## TASK
Put every line of the material below into a JSON list of strings, with one string per line and blank lines left out.

## INFORMATION SUPPLIED
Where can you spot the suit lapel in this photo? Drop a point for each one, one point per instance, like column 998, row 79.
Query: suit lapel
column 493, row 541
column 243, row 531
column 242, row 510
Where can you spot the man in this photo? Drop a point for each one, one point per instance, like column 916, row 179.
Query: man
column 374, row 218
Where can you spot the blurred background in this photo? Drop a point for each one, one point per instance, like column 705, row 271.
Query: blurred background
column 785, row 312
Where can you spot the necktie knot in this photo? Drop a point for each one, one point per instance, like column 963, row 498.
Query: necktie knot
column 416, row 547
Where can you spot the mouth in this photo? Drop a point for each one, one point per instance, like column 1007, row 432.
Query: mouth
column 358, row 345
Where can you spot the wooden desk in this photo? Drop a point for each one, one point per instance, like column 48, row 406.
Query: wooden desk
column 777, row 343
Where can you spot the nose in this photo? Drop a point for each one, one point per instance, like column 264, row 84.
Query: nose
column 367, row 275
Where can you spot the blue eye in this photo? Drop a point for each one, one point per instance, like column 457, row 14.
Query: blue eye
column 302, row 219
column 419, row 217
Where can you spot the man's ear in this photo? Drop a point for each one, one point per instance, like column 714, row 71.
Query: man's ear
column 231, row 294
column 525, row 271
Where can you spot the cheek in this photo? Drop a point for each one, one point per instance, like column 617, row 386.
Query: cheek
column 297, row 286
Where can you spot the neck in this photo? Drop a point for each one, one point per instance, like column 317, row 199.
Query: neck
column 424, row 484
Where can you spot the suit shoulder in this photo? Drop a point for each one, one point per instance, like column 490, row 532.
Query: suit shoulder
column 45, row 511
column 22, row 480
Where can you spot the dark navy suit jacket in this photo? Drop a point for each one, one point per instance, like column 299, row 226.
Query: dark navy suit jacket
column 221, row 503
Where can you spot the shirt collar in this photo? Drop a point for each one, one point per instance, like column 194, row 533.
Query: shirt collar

## EXERCISE OUTPUT
[
  "Where can you spot the suit lapel in this photo? Drop a point for each one, one point per instance, like column 998, row 79.",
  "Query: suit lapel",
  "column 493, row 541",
  "column 243, row 531",
  "column 242, row 510",
  "Where can you spot the man in this photo? Drop a point for each one, one point per instance, like column 916, row 179.",
  "Query: man",
  "column 374, row 218",
  "Where can you spot the blurred background in this photo? Drop a point for each one, one point per instance, like column 705, row 271.",
  "Query: blurred background",
  "column 785, row 312",
  "Where can you spot the necktie knot in this photo? Drop a point for each one, one point per instance, like column 963, row 498.",
  "Query: necktie knot",
  "column 416, row 547",
  "Where can you spot the mouth in this photo? Drop a point for each one, one point per instance, like column 1007, row 432.",
  "Query: mouth",
  "column 358, row 345",
  "Where can you spot the wooden desk in this photo? Drop a point for each one, one point per instance, like column 48, row 406.",
  "Query: wooden desk",
  "column 777, row 343",
  "Where can you spot the nose in this photo? Drop a point for each one, one point per instance, like column 264, row 84.",
  "Query: nose",
  "column 367, row 275",
  "Where can you spot the blue eye in this photo? Drop a point for each one, one point per instance, like column 457, row 14.",
  "Query: blue eye",
  "column 302, row 219",
  "column 419, row 217",
  "Where can you spot the man's ear in this photo? Drop a point for each one, one point per instance, like column 714, row 71.",
  "Query: man's ear",
  "column 231, row 294",
  "column 525, row 271",
  "Where can you spot the cheek in this photo? Drop a point for each one, one point per instance, like column 617, row 386.",
  "Query: cheek",
  "column 297, row 286",
  "Where can you spot the neck in this photo? Drop a point for each one, one point per instance, like column 317, row 199.",
  "Query: neck",
  "column 424, row 484",
  "Where can you spot the suit shoulder in this photo? Drop a point for each one, one point per instance, like column 490, row 532.",
  "Query: suit shoulder",
  "column 45, row 511",
  "column 22, row 480",
  "Where can you spot the dark navy suit jacket in this photo? Drop a point for each one, one point per instance, like column 299, row 226.",
  "Query: dark navy suit jacket",
  "column 221, row 503",
  "Where can you spot the shirt collar in this photo? Drop a point for each one, one point per instance, like column 194, row 533.",
  "Query: shirt collar"
]